### EXERCISE DETAILS
Copy the lines below exactly, starting at the line that contains "Target: jacket sleeve" and stopping after the last line, and include no other lines.

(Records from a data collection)
=======

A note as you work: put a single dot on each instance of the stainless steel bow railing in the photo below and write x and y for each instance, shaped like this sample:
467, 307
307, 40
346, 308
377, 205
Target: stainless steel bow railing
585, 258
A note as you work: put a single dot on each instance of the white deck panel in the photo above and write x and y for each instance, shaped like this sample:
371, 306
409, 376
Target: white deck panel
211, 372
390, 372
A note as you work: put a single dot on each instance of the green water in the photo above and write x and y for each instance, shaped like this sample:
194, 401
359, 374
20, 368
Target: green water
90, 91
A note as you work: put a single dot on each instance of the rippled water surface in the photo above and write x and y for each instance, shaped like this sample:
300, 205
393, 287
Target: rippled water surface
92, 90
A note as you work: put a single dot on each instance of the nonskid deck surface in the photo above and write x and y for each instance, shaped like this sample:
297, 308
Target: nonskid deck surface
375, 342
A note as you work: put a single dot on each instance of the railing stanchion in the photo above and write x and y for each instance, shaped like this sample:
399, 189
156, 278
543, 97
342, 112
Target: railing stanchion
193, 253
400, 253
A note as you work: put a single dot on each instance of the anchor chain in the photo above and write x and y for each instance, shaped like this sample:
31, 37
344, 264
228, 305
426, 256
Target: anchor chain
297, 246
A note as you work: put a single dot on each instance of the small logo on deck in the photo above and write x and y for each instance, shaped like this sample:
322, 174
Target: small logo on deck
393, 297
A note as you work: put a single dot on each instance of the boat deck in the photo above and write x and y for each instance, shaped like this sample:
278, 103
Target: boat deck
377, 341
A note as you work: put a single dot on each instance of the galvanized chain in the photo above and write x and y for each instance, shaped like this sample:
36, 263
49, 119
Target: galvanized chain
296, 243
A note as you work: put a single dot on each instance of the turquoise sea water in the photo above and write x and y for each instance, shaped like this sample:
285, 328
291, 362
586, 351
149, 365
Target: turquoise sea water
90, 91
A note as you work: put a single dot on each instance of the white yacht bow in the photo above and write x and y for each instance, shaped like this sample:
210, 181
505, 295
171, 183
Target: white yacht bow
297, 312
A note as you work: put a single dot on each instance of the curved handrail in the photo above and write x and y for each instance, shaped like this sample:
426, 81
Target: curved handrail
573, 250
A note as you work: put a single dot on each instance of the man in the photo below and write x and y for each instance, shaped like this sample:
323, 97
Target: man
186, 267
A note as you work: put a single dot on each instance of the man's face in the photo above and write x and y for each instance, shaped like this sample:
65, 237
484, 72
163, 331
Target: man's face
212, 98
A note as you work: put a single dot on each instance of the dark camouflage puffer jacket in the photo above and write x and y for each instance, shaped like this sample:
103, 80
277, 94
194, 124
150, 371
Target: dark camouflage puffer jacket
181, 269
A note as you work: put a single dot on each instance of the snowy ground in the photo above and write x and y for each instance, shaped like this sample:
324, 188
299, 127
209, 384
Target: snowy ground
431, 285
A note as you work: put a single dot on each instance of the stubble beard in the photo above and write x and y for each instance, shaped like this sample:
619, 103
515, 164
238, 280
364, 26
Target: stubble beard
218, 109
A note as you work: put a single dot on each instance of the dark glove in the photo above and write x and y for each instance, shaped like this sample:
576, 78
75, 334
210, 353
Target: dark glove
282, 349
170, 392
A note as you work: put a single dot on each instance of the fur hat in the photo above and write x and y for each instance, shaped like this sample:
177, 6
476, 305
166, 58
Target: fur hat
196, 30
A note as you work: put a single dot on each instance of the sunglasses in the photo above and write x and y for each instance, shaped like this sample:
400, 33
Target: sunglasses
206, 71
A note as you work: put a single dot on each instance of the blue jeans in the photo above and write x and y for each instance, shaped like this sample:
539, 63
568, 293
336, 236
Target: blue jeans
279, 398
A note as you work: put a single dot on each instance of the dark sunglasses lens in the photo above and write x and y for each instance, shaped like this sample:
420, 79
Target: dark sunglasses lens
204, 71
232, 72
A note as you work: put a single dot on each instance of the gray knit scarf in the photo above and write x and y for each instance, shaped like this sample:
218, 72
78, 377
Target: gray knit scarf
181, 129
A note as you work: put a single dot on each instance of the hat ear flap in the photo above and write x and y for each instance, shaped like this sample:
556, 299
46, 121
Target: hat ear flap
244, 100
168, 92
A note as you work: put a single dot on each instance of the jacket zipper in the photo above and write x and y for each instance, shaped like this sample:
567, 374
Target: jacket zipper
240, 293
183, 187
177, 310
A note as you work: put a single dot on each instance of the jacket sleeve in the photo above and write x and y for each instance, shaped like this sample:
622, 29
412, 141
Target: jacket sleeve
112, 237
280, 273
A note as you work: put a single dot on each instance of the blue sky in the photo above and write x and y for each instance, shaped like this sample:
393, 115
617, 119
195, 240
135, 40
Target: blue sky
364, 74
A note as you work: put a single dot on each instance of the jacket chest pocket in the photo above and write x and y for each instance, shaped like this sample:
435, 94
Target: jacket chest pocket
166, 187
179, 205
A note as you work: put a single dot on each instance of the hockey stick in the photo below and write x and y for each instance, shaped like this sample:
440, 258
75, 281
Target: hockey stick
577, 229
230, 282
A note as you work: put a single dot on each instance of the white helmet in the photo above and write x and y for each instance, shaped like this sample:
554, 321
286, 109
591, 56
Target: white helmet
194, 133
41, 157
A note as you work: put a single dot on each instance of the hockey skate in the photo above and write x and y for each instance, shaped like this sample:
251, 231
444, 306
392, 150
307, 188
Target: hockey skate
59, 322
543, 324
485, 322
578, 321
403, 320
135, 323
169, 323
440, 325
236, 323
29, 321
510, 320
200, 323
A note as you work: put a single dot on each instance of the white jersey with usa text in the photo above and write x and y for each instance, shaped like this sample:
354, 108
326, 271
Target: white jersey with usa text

=======

### SOLUTION FOR THIS PROBLEM
Target: jacket sleeve
112, 237
280, 273
A note as you work: put a single dot on each instance of the blue sky in the photo above and write x and y for each instance, shaped like this sample:
393, 115
617, 119
195, 240
135, 40
Target: blue sky
364, 74
A note as you work: put a single dot on each instance of the jacket chest pocket in the photo above and write x and y for each instance, shaped like this sample:
435, 94
Target: jacket chest pocket
166, 187
179, 205
A note as you work: put a single dot on each instance of the hockey stick in the photo below and write x and y for each instance, shaped like this sample:
440, 258
75, 281
Target: hockey stick
577, 229
230, 282
A note as you work: put a single dot on each instance of the white helmet in the photo above and write x and y for each instance, shaped like this sample:
554, 321
286, 109
591, 56
Target: white helmet
194, 133
41, 157
A note as you work: put a single dot on each instance of the hockey skate in the photo above and write x and y for each instance, shaped like this sample:
251, 231
444, 306
392, 150
307, 188
Target: hockey skate
59, 322
543, 324
485, 322
578, 321
403, 320
135, 323
169, 323
440, 325
236, 323
29, 321
510, 320
200, 323
A note as you work: put a single dot on each instance of the white jersey with usa text in the photo above and write x and y for each instance, shaped like this sample:
354, 108
326, 271
Target: white jersey with usa text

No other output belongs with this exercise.